*Job item*.
Return every line of the listing below that contains the word "positive", copying each in full.

*Data supplied*.
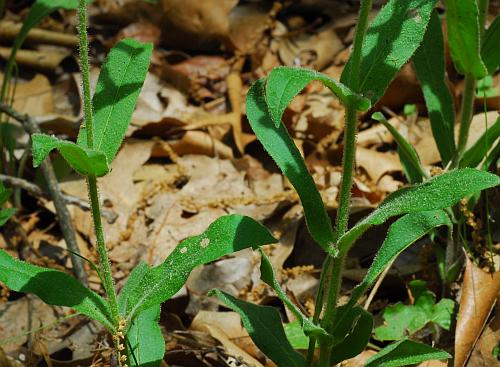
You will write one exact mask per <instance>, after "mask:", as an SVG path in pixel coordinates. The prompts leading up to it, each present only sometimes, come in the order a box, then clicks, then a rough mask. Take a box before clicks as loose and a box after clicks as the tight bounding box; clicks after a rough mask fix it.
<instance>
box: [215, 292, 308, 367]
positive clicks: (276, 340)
mask: <svg viewBox="0 0 500 367" xmlns="http://www.w3.org/2000/svg"><path fill="white" fill-rule="evenodd" d="M209 295H211V296H216V297H217V298H218V299H219V300H220V301H222V302H223V303H224V304H225V305H226V306H227V307H229V308H230V309H232V310H233V311H235V312H237V313H238V314H239V315H240V317H241V321H242V322H243V326H244V327H245V329H246V330H247V331H248V334H249V335H250V337H251V338H252V340H253V341H254V343H255V345H257V347H259V349H260V350H261V351H262V352H263V353H264V354H265V355H266V356H267V357H269V358H270V359H271V360H272V361H273V362H274V363H276V364H277V365H278V366H293V367H303V366H305V364H306V362H305V359H304V357H303V356H302V354H300V353H298V352H297V351H296V350H294V349H293V347H292V346H291V344H290V342H289V341H288V339H287V338H286V335H285V331H284V329H283V324H282V323H281V318H280V315H279V312H278V310H276V309H275V308H274V307H271V306H259V305H254V304H252V303H250V302H245V301H242V300H239V299H237V298H235V297H233V296H231V295H229V294H227V293H225V292H223V291H220V290H218V289H214V290H213V291H211V292H210V293H209Z"/></svg>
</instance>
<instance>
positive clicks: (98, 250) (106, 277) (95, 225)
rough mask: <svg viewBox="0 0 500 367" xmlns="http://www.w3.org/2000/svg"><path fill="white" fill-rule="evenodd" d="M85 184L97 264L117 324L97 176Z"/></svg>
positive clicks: (114, 295)
mask: <svg viewBox="0 0 500 367" xmlns="http://www.w3.org/2000/svg"><path fill="white" fill-rule="evenodd" d="M87 185H88V189H89V197H90V207H91V209H92V218H93V220H94V232H95V236H96V242H97V252H98V253H99V264H100V267H101V273H102V277H103V282H104V284H103V286H104V290H105V291H106V294H107V296H108V301H109V306H110V308H111V316H112V317H113V321H114V322H115V324H116V325H117V324H118V321H119V318H118V303H117V301H116V291H115V285H114V283H113V277H112V276H111V265H110V262H109V258H108V252H107V250H106V243H105V240H104V231H103V228H102V222H101V208H100V205H99V193H98V190H97V178H96V177H95V176H88V177H87Z"/></svg>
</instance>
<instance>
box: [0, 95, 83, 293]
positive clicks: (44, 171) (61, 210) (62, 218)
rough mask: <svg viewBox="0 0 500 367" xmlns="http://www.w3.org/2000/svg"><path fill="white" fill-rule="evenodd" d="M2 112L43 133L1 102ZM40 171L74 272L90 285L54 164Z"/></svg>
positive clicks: (27, 121)
mask: <svg viewBox="0 0 500 367" xmlns="http://www.w3.org/2000/svg"><path fill="white" fill-rule="evenodd" d="M0 111H2V112H4V113H6V114H7V115H9V116H10V117H12V118H13V119H15V120H17V121H19V122H20V123H21V124H22V125H23V128H24V130H26V132H27V133H28V134H30V135H32V134H35V133H40V132H41V131H40V127H39V126H38V124H37V123H36V122H35V121H34V120H33V119H32V118H31V117H30V116H28V115H23V114H21V113H19V112H17V111H15V110H14V109H12V108H11V107H10V106H9V105H7V104H5V103H3V102H0ZM40 169H41V171H42V174H43V176H44V177H45V180H46V181H47V189H48V191H49V194H50V197H51V198H52V200H53V202H54V207H55V208H56V213H57V221H58V223H59V226H60V228H61V232H62V234H63V237H64V239H65V241H66V245H67V246H68V249H69V250H70V251H71V253H70V258H71V262H72V264H73V272H74V274H75V276H76V277H77V279H78V280H79V281H80V282H82V283H83V284H85V285H86V284H88V281H87V274H86V273H85V268H84V267H83V260H82V259H81V257H79V256H77V255H76V254H80V249H79V248H78V243H77V242H76V236H75V229H74V227H73V223H72V222H71V217H70V215H69V211H68V208H67V207H66V203H65V200H64V197H63V195H62V193H61V190H60V189H59V183H58V182H57V178H56V174H55V172H54V168H53V167H52V163H50V159H49V158H48V157H47V159H45V160H44V161H43V162H42V164H41V166H40Z"/></svg>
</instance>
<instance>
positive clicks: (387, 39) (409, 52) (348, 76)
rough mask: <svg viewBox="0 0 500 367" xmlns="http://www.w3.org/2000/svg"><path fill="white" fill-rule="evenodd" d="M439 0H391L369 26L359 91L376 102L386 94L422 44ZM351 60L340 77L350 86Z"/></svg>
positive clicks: (362, 55) (381, 9)
mask: <svg viewBox="0 0 500 367" xmlns="http://www.w3.org/2000/svg"><path fill="white" fill-rule="evenodd" d="M436 1H437V0H390V1H389V2H388V3H387V4H386V5H385V6H384V7H383V8H382V9H381V10H380V12H379V13H378V14H377V16H376V17H375V19H374V20H373V21H372V23H371V24H370V26H369V27H368V30H367V33H366V36H365V39H364V42H363V47H362V53H361V65H360V73H359V75H360V76H361V79H360V82H359V88H358V89H356V90H355V91H356V92H358V93H361V94H362V95H364V96H365V97H367V98H369V99H370V100H371V102H372V105H374V104H375V103H376V102H377V101H378V100H379V99H380V98H381V97H382V95H383V94H384V92H385V90H386V89H387V87H388V86H389V83H390V82H391V80H392V79H393V78H394V77H395V76H396V73H397V72H398V70H399V69H400V68H401V67H402V66H403V65H404V64H405V63H406V62H407V61H408V60H409V59H410V57H411V56H412V55H413V53H414V52H415V50H416V49H417V48H418V46H419V45H420V42H421V41H422V38H423V37H424V33H425V30H426V27H427V23H428V22H429V18H430V14H431V11H432V9H433V8H434V5H435V4H436ZM350 73H351V60H350V59H349V61H348V62H347V64H346V66H345V68H344V71H343V72H342V76H341V78H340V81H341V82H342V83H344V84H346V85H347V86H349V87H351V86H350V85H349V81H350V80H351V78H350Z"/></svg>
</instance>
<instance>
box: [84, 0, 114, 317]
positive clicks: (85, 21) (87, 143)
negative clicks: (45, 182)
mask: <svg viewBox="0 0 500 367" xmlns="http://www.w3.org/2000/svg"><path fill="white" fill-rule="evenodd" d="M78 21H79V22H78V35H79V38H80V67H81V71H82V85H83V106H84V123H85V129H86V130H87V146H88V147H89V148H93V147H94V126H93V113H92V99H91V96H90V73H89V50H88V41H87V4H86V0H79V3H78ZM87 186H88V191H89V197H90V207H91V210H92V219H93V221H94V232H95V236H96V242H97V252H98V253H99V264H100V268H101V273H102V277H103V282H104V284H103V286H104V290H105V291H106V295H107V296H108V302H109V306H110V308H111V316H112V317H113V322H114V324H115V326H116V325H118V322H119V314H118V303H117V301H116V290H115V286H114V283H113V277H112V276H111V264H110V262H109V258H108V252H107V249H106V243H105V240H104V231H103V228H102V221H101V208H100V205H99V192H98V190H97V178H96V177H95V176H88V177H87Z"/></svg>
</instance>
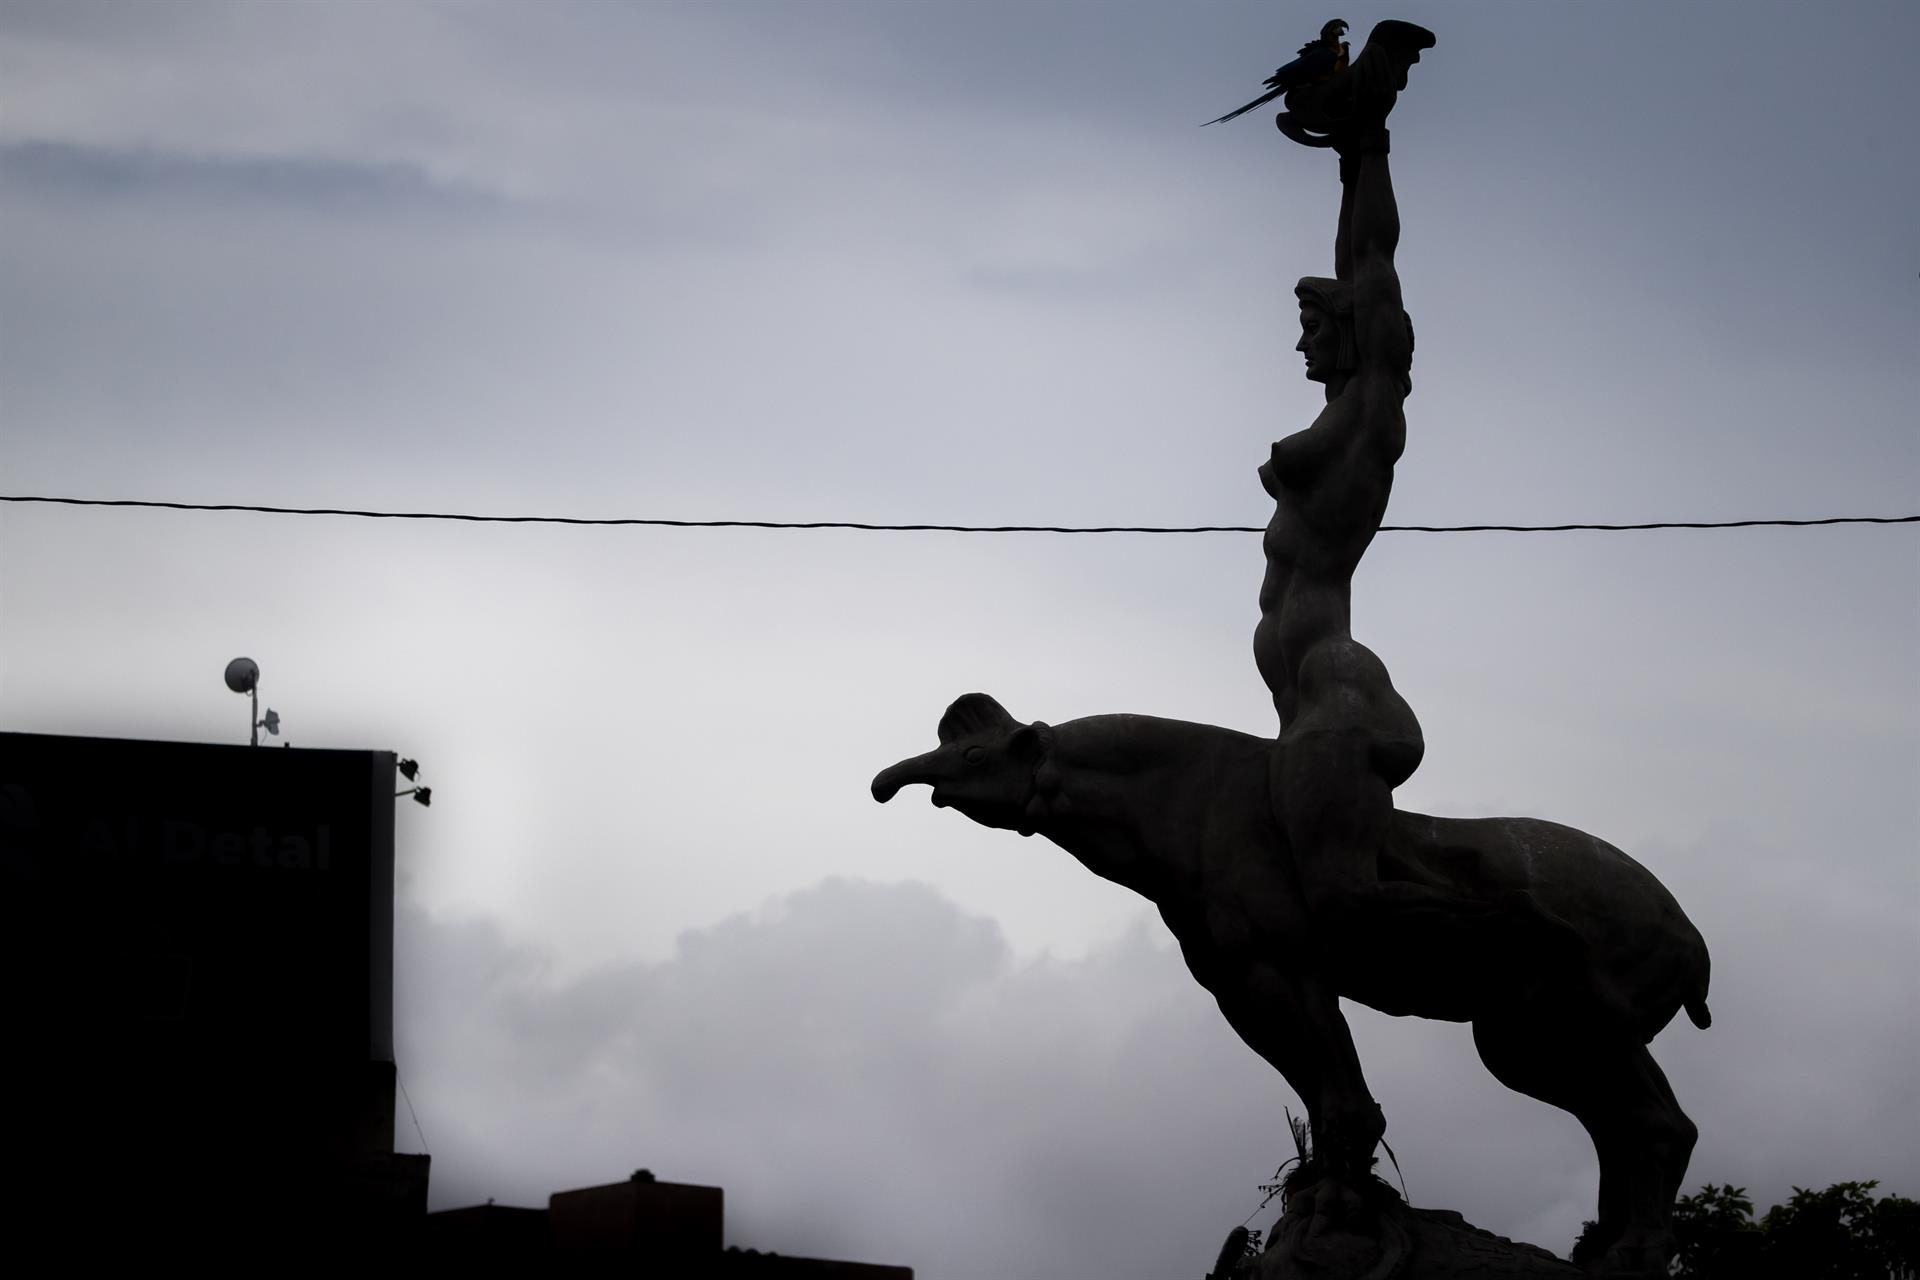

*Result of the exercise*.
positive clicks: (276, 340)
positive clicks: (98, 250) (106, 277) (95, 225)
positive clicks: (114, 295)
positive clicks: (44, 171) (61, 210) (62, 218)
positive clicks: (27, 121)
positive clicks: (387, 39) (409, 52) (348, 76)
positive clicks: (362, 55) (381, 9)
positive clicks: (85, 21) (87, 143)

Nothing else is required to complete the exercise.